- **Фрагмент текста**

++++++++++

Пушкин отзывается о нем как „о холопе венчанного солдата“. Княгиня Дашкова в своих записках, запрещенных в России>[66], называет его „самым преданным исполнителем тирании Павла“. Когда во время таганрогской поездки Александра здесь была убита поваром любовница Аракчеева, солдатка, его крестьянка Анастасья, он тотчас бросил все государственные дела, прискакал сюда и, не находя виновного, тотчас написал об этом новгородскому губернатору записку, которая еще до сих пор хранится в золотом ковчеге в тамошнем правлении. В этом письме граф просил как можно скорее разыскать преступника. С тех пор пошли ужаснейшие пытки. Достаточно было только одного неосторожного шага, одного пустого подозрения, чтобы подвергнуться ужаснейшим мучениям. Наконец добрались-таки до виновного, и он был, конечно, приговорен к кнуту. Но в это время взошел на престол Николай, и по его приказу все производители суда были сами отданы под суд и сосланы в Сибирь. Вот каков был Аракчеев! Когда он впервые вошел в связь с Настасьей, у нее был жив ее муж солдат. Желая от него избавиться, этот изверг велел утопить его. И вот однажды в темную ночь, когда ничего не подозревавший солдат спокойно переезжал на пароме через Волхов, на самой ее середине он был брошен в реку и погиб в волнах ее. До сих пор еще на берегу Волхова, противоположном Грузину, существует одноэтажный дом, выкрашенный желтой краской. В нем всегда можно было видеть чаны с горячей водой, в которой прели гибкие прутья, предназначенные для наказания виноватых, и не проходило одного дня, чтобы не было экзекуции. А за что их драли? За то, что проходящие барки иногда касались аракчеевских яликов, стоявших у Грузина.
Анастасию погребли в соборе здешнем во имя Андрея Первозванного, по приказанию Аракчеева не закрывали склеп, где был поставлен ее гроб. В продолжение целого года каждый день Аракчеев ходил плакать на ее гроб и по смерти был похоронен рядом с нею. На крыше его дворца был устроен бельведер, в котором стояла зрительная трубка. Деревья в саду подстригались так, что граф мог обозревать все поля, посредством трубки наблюдать, как кто работает. В субботу каждой недели он сзывал крестьян и хорошо работавших угощал рюмкой водки, а ленившихся розгами».
12 августа. Воскресенье
«Не забыть мне одной ночи с воскресенья на понедельник перед тем, как надо было ехать. Ночь была превосходная. Темно-синее, почти черное небо было испещрено звездочками различной величины, ярко блестевшими. Красавица луна щедро бросала свои зелено-серебряные лучи на все предметы. Я с Машей сидел на колоннаде перед собором. В саду было совершенно темно и тихо. Некоторые только из деревьев угрюмо покачивались. Над болотом носился густой туман, серебристый от луны. И среди всей этой темноты, как огромное привидение, подымался от земли белый каменный дворец, и на нем ярко блестела надпись Аракчеева: „Без лести предан“. Все здание было облито лунным светом, резко отделявшим его от окружавших его предметов. Памятник перед дворцом был также превосходен. На пьедестале из гранита были поставлены Вера, Надежда и Любовь, возлагавшие блестящий золотой венец на главу Александра. У подножия в виде Русского воина, преклонившего одно колено, был изображен сам Аракчеев. С другой стороны в подобном же положении какая-то женщина, должно быть, Настасья. Вся группа была вылита из темной бронзы и потому неярко освещена. Зато венец, как золотой, блестел при луне…»

++++++++++

- **Исходные данные**
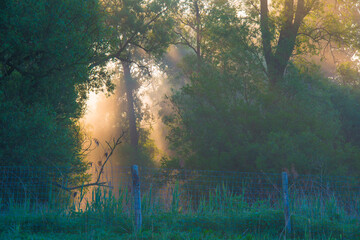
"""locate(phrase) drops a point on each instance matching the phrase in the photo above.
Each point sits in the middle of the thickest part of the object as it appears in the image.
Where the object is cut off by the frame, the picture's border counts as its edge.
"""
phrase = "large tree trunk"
(129, 85)
(277, 61)
(198, 33)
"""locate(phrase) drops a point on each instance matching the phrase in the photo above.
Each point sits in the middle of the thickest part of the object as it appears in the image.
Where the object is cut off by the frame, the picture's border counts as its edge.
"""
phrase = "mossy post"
(137, 196)
(285, 185)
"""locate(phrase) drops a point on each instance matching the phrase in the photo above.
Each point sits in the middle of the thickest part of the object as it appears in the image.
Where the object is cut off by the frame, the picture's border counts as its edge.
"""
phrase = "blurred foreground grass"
(218, 216)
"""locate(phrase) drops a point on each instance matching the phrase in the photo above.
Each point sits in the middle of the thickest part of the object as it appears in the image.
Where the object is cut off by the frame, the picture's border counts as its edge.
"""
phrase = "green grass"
(218, 216)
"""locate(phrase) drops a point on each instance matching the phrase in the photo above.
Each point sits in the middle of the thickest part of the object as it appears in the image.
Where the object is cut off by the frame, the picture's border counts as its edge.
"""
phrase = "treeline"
(250, 97)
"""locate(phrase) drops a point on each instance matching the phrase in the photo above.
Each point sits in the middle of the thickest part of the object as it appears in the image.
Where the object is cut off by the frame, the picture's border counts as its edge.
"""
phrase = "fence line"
(309, 197)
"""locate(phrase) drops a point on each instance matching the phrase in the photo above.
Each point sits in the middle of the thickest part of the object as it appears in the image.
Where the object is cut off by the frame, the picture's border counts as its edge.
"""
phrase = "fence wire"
(245, 202)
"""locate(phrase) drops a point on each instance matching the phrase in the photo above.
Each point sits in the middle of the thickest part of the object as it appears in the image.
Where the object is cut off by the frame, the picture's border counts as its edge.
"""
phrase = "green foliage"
(45, 51)
(227, 118)
(107, 217)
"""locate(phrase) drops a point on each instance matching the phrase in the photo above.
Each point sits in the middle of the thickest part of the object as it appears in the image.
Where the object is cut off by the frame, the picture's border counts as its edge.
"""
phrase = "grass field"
(219, 216)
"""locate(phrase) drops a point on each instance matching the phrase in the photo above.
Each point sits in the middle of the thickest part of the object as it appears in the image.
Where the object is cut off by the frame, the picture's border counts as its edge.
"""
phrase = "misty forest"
(226, 85)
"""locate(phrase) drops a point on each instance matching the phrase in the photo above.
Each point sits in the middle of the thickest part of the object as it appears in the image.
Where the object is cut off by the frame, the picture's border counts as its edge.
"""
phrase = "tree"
(139, 30)
(226, 117)
(301, 26)
(46, 48)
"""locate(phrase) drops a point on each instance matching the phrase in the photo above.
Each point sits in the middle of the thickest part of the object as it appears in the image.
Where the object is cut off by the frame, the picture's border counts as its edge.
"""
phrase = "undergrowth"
(218, 216)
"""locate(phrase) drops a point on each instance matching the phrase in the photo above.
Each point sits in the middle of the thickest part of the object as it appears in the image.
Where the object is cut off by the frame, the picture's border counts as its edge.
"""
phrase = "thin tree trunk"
(198, 34)
(129, 85)
(277, 61)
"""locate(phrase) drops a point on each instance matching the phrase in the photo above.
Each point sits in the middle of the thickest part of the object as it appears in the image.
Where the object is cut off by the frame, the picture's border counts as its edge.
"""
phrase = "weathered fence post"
(137, 196)
(285, 185)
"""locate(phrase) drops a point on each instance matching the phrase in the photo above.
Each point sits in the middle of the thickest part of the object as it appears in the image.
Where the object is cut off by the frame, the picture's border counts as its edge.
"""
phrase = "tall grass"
(218, 214)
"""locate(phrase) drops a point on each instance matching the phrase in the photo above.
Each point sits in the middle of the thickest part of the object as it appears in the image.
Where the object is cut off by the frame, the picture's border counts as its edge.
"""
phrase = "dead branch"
(112, 146)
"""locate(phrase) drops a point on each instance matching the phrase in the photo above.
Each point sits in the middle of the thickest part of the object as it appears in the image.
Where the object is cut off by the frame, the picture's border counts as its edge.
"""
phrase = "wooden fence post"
(285, 185)
(137, 196)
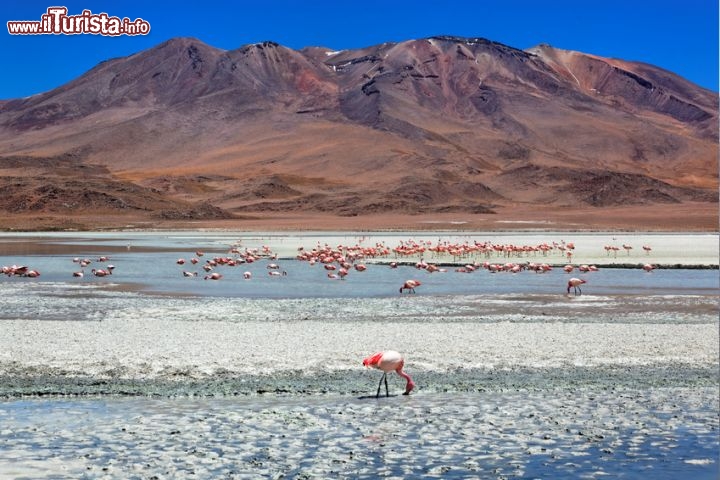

++++++++++

- **Задания**
a) Какие строки записей содержат слово «trunk»? Выпишите каждую из них.
b) Допишите продолжение отрывка об Аракчееве, начав сразу после его последнего предложения.
Отрывок об Аракчееве и записи взяты из разных источников и между собой не связаны.

- **Ответы на задания**
a)
phrase = "large tree trunk"
phrase = "thin tree trunk"

b)
Каникулы в те времена кончались не 31-го, а 15 августа; 16-го уже учиться! Однако воспоминания о Грузине не оставляют Чемезова и по возвращении домой; видимо, сам воздух того места располагал к рискованным мыслям:
«Когда дяденька Петр Николаевич был в Грузине, он нам сообщил следующие стихи Рылеева:
В России чтут
Царя и кнут…
В ней царь с кнутом,
Как поп с крестом.
Стоит народ,
Разиня рот.
Велят: кричи ура,
Кричит „ура!“,
„Нас бить пора!“.
И бьют ослов
Без дальних слов.
Это совершенно справедливо».
Пусть Чемезов и его родственники принимают за рылеевские стихи несколько искаженный текст, сочиненный другим поэтом, Александром Полежаевым (эти же строки многие, в том числе Н. В. Гоголь, приписывали Пушкину), но как много гимназист знает такого, чего ему не велели слушать директор Лемониус, а также попечитель Петербургского округа, а также министр народного просвещения и, наконец, государь. И все это идет с каникул прямо в 7-й класс. В те самые дни и месяцы, когда происходят важнейшие события в потаенной, не для газет, российской истории и культуре, когда бурлят студенческие беспорядки, и Володе, хоть он еще и не студент, так интересно, что он почти забрасывает уроки, опять превращается в «летописца» — и вдруг, откуда ни возьмись, выпускные экзамены — вот как внезапно, прозаически ушли в прошлое школьные годы. Лето 1862-го… Окончивший 3-ю петербургскую гимназию поднимает голову от тетрадей, книг, денежных расчетов.